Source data
━━━━━━━━━━

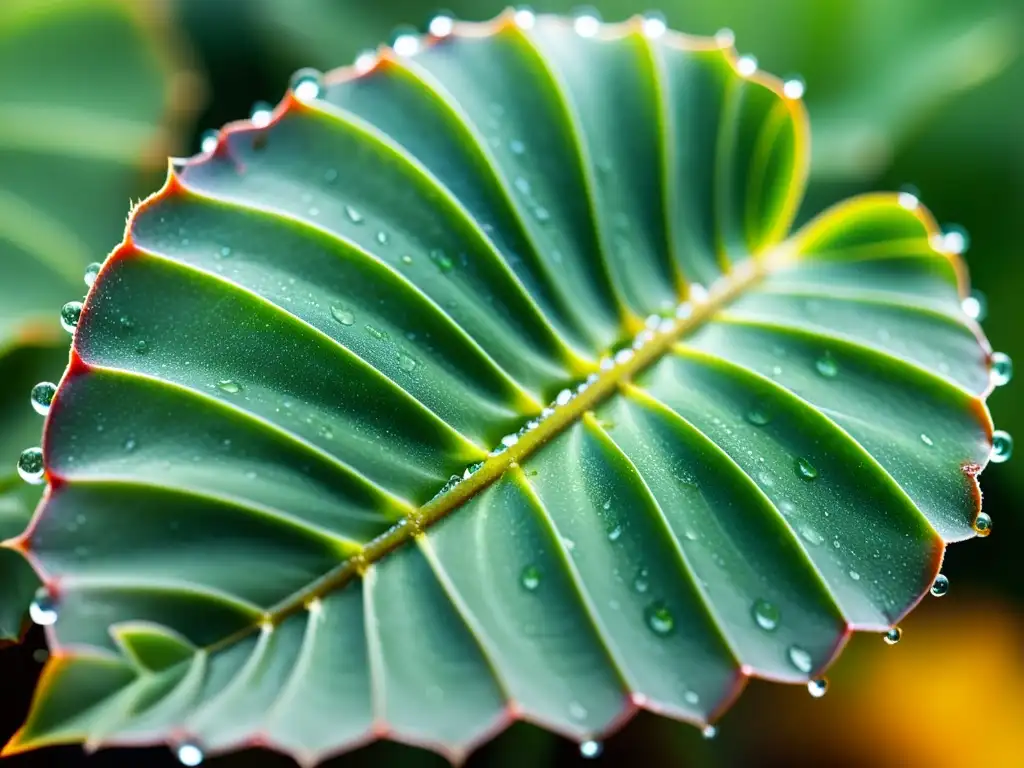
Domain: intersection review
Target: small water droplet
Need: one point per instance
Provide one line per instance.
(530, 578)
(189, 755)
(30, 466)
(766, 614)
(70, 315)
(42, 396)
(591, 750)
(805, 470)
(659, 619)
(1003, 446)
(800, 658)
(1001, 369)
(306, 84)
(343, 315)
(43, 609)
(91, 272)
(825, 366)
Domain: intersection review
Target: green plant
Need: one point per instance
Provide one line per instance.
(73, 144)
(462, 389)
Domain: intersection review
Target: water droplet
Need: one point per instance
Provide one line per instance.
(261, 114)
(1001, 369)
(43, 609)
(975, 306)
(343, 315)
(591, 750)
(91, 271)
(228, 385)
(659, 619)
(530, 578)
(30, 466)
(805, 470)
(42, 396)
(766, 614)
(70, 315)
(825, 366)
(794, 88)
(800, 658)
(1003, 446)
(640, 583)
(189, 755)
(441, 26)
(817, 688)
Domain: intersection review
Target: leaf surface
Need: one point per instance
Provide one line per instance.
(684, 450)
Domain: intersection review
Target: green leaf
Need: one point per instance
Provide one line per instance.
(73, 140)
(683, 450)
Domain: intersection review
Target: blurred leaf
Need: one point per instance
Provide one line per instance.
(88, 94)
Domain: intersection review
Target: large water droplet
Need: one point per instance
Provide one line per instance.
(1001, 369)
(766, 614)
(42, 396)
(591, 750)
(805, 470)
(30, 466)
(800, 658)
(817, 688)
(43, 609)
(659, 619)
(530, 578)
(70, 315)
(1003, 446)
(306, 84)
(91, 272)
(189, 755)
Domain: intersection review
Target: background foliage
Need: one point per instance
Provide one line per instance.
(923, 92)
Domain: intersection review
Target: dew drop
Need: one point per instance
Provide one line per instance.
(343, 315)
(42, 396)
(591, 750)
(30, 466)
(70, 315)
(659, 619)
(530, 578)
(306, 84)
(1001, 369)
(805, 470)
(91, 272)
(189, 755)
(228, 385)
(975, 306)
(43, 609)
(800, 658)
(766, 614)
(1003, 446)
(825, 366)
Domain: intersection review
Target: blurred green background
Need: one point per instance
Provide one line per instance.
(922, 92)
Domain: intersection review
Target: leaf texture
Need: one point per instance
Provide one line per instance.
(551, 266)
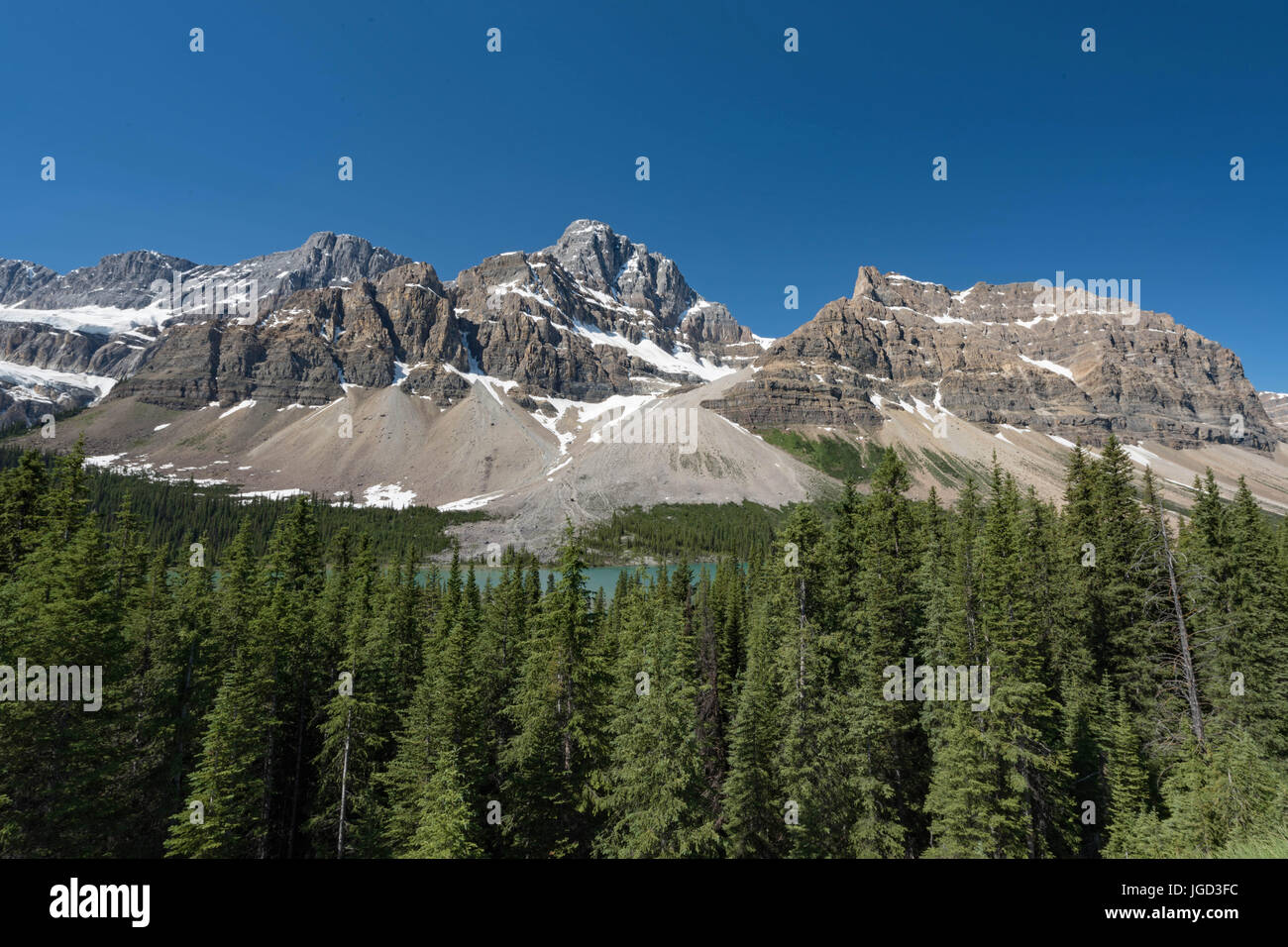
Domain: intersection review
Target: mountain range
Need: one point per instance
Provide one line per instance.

━━━━━━━━━━

■ Written problem ■
Print all of the entries word for word. Skip any images they contain.

■ Response for this exercise ■
Domain: intersection review
Target: small water droplet
Need: one point per instance
Provide one line per instance.
(530, 578)
(189, 755)
(30, 466)
(766, 614)
(70, 315)
(42, 396)
(591, 750)
(805, 470)
(659, 619)
(1003, 446)
(800, 658)
(1001, 369)
(306, 84)
(343, 315)
(43, 609)
(91, 272)
(825, 366)
Domain: intersection review
Target: green plant
Need: one point per instance
Provide one line per instance.
(73, 144)
(462, 389)
Domain: intersection review
Target: water droplet
Need: one point per instance
Provide one line per instance.
(261, 114)
(1001, 369)
(43, 609)
(975, 306)
(343, 315)
(591, 750)
(91, 271)
(228, 385)
(659, 619)
(530, 578)
(30, 466)
(805, 470)
(42, 396)
(766, 614)
(70, 315)
(825, 366)
(794, 88)
(800, 658)
(1003, 446)
(640, 583)
(189, 755)
(441, 26)
(817, 688)
Domain: intersection review
Target: leaf surface
Need: one point per instance
Provide one line per instance.
(684, 450)
Domain: intersection review
Target: green leaf
Need: one point per instance
Provide one line per instance.
(73, 140)
(683, 450)
Domain: intersection review
Target: blurred leaf
Need: one point per instance
Provide one line per instance.
(88, 94)
Domain: intersection review
Target: large water droplet
Need: one point per instance
Provide one line per instance.
(1001, 369)
(766, 614)
(42, 396)
(591, 750)
(805, 470)
(30, 466)
(800, 658)
(817, 688)
(43, 609)
(659, 619)
(530, 578)
(70, 315)
(1003, 446)
(306, 84)
(91, 272)
(189, 755)
Domain: intersection review
Target: background foliage
Need: one point per instance
Provide one line per instance.
(923, 92)
Domain: intersection review
Target: dew drop
Need: one point per instance
Provide one line per instance.
(343, 315)
(42, 396)
(591, 750)
(30, 466)
(70, 315)
(659, 619)
(530, 578)
(306, 84)
(1001, 369)
(805, 470)
(91, 272)
(189, 755)
(228, 385)
(975, 306)
(43, 609)
(800, 658)
(766, 614)
(1003, 446)
(825, 366)
Domain: intersection review
Target: blurred green background
Need: one point per instance
Provide one line per instance.
(922, 92)
Domain: intersection review
Target: leaf texture
Need: one point per instance
Provide one line per instance.
(551, 266)
Domain: intersection review
Target: mountain range
Need: one point per instance
Provide one line per instance.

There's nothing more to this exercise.